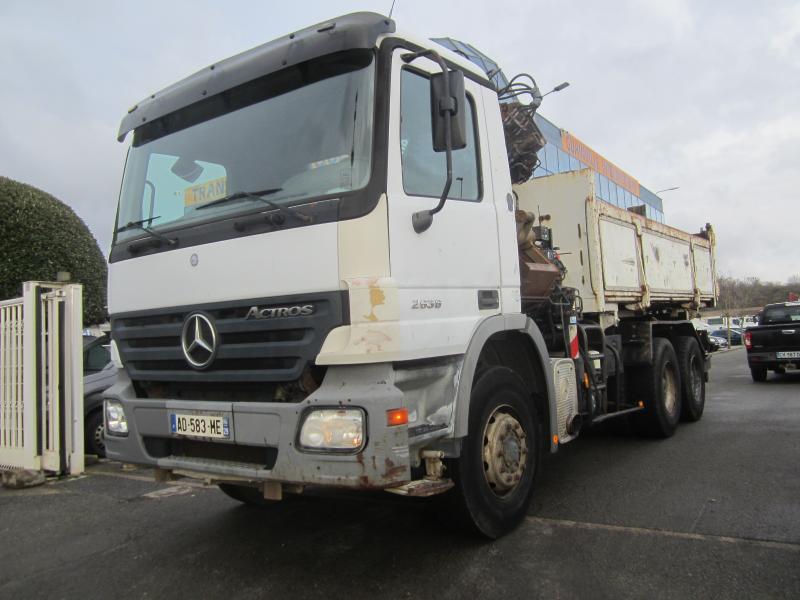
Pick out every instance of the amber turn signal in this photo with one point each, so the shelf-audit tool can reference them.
(397, 416)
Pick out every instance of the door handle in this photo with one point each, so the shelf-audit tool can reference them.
(488, 299)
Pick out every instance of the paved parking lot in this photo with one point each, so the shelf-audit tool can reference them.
(712, 512)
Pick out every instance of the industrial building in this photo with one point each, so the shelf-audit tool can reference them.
(565, 152)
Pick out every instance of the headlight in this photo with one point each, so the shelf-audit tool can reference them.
(115, 357)
(116, 424)
(335, 429)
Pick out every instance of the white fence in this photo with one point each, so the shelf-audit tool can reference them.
(41, 379)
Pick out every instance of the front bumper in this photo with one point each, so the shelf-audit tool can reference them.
(262, 441)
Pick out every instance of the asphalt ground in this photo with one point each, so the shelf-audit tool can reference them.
(712, 512)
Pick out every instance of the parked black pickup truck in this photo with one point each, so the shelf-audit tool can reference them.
(774, 344)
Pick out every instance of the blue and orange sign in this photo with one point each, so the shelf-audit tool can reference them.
(573, 146)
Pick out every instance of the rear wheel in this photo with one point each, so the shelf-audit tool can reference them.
(246, 494)
(500, 458)
(693, 389)
(658, 387)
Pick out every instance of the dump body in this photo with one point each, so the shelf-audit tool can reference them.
(617, 259)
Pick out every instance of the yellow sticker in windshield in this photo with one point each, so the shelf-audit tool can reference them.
(205, 192)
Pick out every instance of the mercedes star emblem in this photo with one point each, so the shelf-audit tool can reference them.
(199, 340)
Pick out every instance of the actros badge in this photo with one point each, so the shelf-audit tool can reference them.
(283, 311)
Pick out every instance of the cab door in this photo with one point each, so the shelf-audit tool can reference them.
(447, 277)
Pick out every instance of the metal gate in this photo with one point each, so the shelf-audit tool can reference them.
(41, 379)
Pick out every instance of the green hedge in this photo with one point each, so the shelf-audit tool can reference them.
(39, 236)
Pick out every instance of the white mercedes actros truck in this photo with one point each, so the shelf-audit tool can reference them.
(331, 268)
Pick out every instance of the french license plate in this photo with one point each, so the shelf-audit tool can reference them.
(199, 425)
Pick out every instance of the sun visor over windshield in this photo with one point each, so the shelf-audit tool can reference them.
(354, 31)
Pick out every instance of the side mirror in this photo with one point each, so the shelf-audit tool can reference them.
(455, 104)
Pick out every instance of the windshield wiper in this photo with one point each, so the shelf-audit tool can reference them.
(141, 225)
(260, 197)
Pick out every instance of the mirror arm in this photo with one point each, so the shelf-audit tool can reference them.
(422, 220)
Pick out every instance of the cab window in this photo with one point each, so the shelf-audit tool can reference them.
(425, 171)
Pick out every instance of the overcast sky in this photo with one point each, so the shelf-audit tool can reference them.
(703, 95)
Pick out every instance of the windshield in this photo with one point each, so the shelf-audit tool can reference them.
(302, 133)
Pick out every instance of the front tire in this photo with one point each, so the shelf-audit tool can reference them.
(94, 433)
(693, 389)
(658, 387)
(500, 457)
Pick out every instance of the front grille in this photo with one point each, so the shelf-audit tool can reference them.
(274, 349)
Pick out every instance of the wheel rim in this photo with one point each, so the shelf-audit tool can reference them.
(670, 388)
(505, 451)
(99, 438)
(695, 379)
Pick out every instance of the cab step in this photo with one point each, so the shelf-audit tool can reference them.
(422, 488)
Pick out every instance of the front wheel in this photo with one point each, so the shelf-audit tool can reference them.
(94, 432)
(500, 458)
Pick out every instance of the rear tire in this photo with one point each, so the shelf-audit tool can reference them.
(658, 386)
(500, 457)
(246, 494)
(693, 389)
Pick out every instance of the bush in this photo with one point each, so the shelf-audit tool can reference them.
(39, 236)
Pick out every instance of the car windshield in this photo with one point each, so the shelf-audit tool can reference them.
(302, 133)
(787, 313)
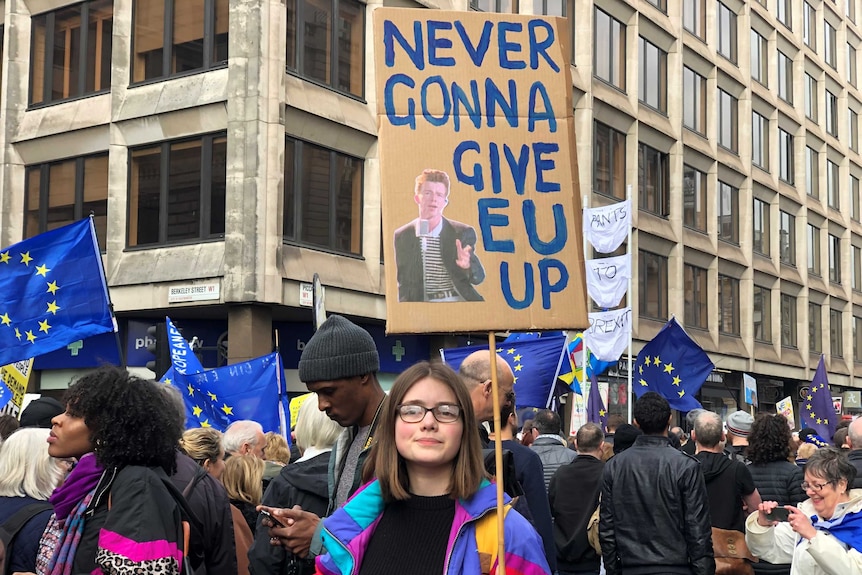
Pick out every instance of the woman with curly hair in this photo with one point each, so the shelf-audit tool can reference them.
(117, 512)
(776, 478)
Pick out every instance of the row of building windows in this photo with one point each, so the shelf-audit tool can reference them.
(71, 47)
(177, 194)
(652, 280)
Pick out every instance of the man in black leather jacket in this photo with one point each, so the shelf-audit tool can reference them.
(654, 516)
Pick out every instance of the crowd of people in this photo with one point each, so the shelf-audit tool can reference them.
(109, 481)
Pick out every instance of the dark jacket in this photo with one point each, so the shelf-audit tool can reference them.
(211, 551)
(574, 495)
(654, 515)
(553, 452)
(855, 458)
(304, 484)
(727, 482)
(408, 261)
(779, 481)
(528, 471)
(25, 544)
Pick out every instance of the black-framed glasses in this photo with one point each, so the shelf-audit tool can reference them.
(444, 413)
(815, 486)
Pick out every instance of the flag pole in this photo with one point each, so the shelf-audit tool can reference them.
(629, 295)
(107, 292)
(498, 456)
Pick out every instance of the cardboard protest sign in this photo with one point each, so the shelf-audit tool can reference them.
(481, 218)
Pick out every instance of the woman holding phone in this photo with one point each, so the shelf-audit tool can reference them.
(823, 535)
(430, 487)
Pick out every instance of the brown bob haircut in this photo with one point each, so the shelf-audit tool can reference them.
(388, 465)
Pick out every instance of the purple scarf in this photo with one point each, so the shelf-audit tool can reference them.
(80, 482)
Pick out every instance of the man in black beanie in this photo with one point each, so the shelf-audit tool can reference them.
(340, 364)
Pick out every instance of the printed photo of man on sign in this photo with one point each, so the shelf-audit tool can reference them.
(475, 115)
(435, 255)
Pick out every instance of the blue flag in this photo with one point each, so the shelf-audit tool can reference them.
(817, 411)
(596, 412)
(183, 359)
(52, 292)
(673, 366)
(535, 363)
(249, 390)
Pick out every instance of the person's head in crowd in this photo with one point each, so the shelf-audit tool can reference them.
(276, 449)
(40, 412)
(340, 364)
(839, 439)
(691, 417)
(828, 477)
(708, 430)
(204, 445)
(314, 430)
(804, 452)
(121, 418)
(614, 421)
(8, 424)
(739, 424)
(547, 421)
(854, 433)
(243, 478)
(475, 370)
(28, 470)
(528, 433)
(652, 414)
(769, 439)
(625, 437)
(589, 440)
(428, 402)
(244, 436)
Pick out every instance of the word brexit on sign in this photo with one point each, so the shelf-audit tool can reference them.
(487, 98)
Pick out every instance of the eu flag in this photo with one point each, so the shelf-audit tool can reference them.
(673, 366)
(249, 390)
(52, 292)
(535, 363)
(817, 410)
(596, 412)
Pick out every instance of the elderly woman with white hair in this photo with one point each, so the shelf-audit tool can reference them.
(28, 476)
(302, 483)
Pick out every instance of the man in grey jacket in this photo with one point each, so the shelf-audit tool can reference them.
(549, 445)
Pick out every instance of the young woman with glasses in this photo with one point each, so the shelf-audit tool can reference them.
(824, 533)
(420, 514)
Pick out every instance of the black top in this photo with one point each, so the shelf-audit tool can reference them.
(411, 537)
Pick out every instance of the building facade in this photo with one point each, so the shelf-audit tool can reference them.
(232, 144)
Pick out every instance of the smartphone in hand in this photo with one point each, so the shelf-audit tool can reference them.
(778, 514)
(275, 521)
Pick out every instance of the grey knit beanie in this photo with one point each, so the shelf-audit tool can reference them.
(338, 350)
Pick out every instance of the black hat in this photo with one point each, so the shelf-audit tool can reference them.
(339, 349)
(40, 412)
(624, 437)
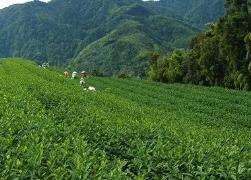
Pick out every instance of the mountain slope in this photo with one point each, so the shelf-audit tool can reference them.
(197, 12)
(127, 48)
(59, 30)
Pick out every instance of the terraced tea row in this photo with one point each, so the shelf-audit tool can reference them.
(51, 128)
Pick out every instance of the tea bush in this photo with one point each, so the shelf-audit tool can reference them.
(128, 129)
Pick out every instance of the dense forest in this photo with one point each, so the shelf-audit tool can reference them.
(219, 56)
(109, 36)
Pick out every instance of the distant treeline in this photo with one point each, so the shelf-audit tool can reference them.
(219, 56)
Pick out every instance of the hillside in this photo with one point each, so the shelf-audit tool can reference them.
(197, 12)
(51, 128)
(67, 32)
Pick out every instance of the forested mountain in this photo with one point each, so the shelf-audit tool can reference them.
(111, 36)
(219, 56)
(197, 12)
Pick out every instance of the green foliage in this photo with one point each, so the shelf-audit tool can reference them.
(81, 33)
(219, 56)
(128, 129)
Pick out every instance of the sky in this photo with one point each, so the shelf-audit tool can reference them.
(5, 3)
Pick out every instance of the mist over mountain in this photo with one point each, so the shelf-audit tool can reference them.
(110, 36)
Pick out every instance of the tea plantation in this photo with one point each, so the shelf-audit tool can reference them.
(50, 128)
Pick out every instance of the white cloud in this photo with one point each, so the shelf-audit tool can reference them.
(5, 3)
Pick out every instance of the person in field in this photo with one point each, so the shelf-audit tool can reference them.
(83, 74)
(66, 74)
(74, 75)
(82, 82)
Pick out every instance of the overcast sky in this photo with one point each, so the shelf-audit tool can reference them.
(5, 3)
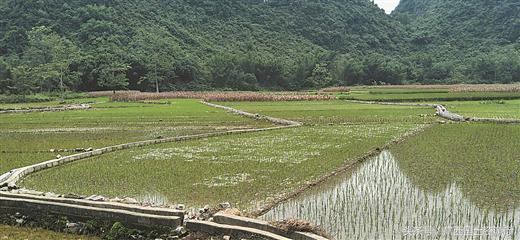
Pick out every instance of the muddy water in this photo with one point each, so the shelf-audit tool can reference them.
(376, 201)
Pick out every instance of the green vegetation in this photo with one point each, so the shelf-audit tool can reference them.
(462, 41)
(27, 138)
(184, 44)
(480, 158)
(426, 96)
(15, 233)
(243, 169)
(487, 109)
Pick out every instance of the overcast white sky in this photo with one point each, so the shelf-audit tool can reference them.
(387, 5)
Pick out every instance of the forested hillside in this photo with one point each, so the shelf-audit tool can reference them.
(185, 44)
(55, 45)
(463, 41)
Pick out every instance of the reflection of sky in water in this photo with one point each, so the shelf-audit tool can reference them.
(376, 201)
§ §
§ **EXERCISE INSTRUCTIONS**
Everything from the line containing "Pick out every instance of the green vegetation" through the last line of the records must be given again exactly; leave out all other lines.

§ **SOLUTION TO THE EXERCISE**
Pick out every instance of the green vegetation in this photo with one point each, so the shelf-audit tool can reference them.
(462, 41)
(27, 138)
(184, 44)
(480, 158)
(426, 96)
(15, 233)
(243, 169)
(487, 109)
Pick out every instance of the overcast white sky in this photo with one point each, so the shelf-audit tool can reference them.
(387, 5)
Pick out every instance of the forested hillside in this photo with one point each, so the shelf-audit tool can reference them.
(185, 44)
(55, 45)
(463, 41)
Pick out every instance of the reflection of sky in water in this photo with one point each, so the shelf-audit tool can reference them.
(376, 201)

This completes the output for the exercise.